Start of Block
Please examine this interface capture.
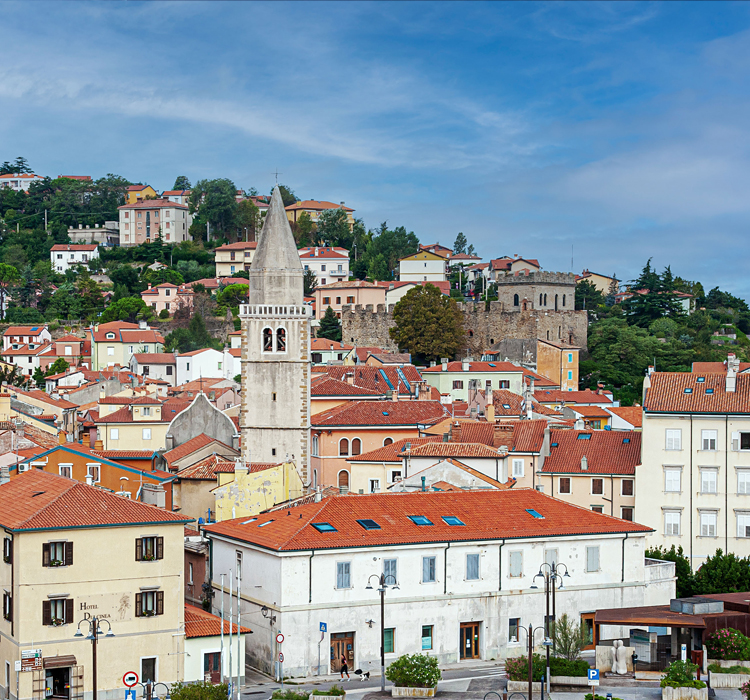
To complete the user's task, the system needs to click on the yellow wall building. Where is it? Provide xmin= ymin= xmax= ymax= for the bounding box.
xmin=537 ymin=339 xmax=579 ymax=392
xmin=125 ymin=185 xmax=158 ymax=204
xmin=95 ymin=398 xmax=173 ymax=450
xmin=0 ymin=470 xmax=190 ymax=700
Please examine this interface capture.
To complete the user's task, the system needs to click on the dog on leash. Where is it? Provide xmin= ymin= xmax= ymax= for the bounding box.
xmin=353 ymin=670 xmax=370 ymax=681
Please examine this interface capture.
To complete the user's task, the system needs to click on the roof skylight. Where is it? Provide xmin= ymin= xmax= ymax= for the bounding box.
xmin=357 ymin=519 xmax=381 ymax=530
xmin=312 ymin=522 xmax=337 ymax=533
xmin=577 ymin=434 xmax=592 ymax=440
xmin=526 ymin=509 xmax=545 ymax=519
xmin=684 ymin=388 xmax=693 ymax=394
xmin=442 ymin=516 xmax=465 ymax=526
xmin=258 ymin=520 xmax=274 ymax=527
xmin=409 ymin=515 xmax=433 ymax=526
End of Block
What needs to be done: Could you reproduce every record above exactly, leaving out the pictures?

Output below:
Please examine this interface capture.
To complete the user's task, the system needs to click on the yellow wall building. Where is it? Provide xmin= ymin= xmax= ymax= for the bounding box.
xmin=537 ymin=339 xmax=579 ymax=392
xmin=125 ymin=185 xmax=158 ymax=204
xmin=95 ymin=398 xmax=173 ymax=450
xmin=0 ymin=470 xmax=190 ymax=700
Please examine this interface capture.
To complete the user's task, the system needs to click on the dog on leash. Where is it? Provide xmin= ymin= xmax= ymax= for the bounding box.
xmin=353 ymin=670 xmax=370 ymax=681
Please examine this interface capture.
To complete the user's task, the system needs to click on the roof skylight. Where is it? Provide xmin= ymin= xmax= ymax= for the bounding box.
xmin=357 ymin=519 xmax=381 ymax=530
xmin=312 ymin=522 xmax=337 ymax=533
xmin=577 ymin=434 xmax=592 ymax=440
xmin=526 ymin=509 xmax=545 ymax=519
xmin=684 ymin=388 xmax=693 ymax=394
xmin=442 ymin=516 xmax=465 ymax=526
xmin=258 ymin=520 xmax=274 ymax=527
xmin=409 ymin=515 xmax=433 ymax=526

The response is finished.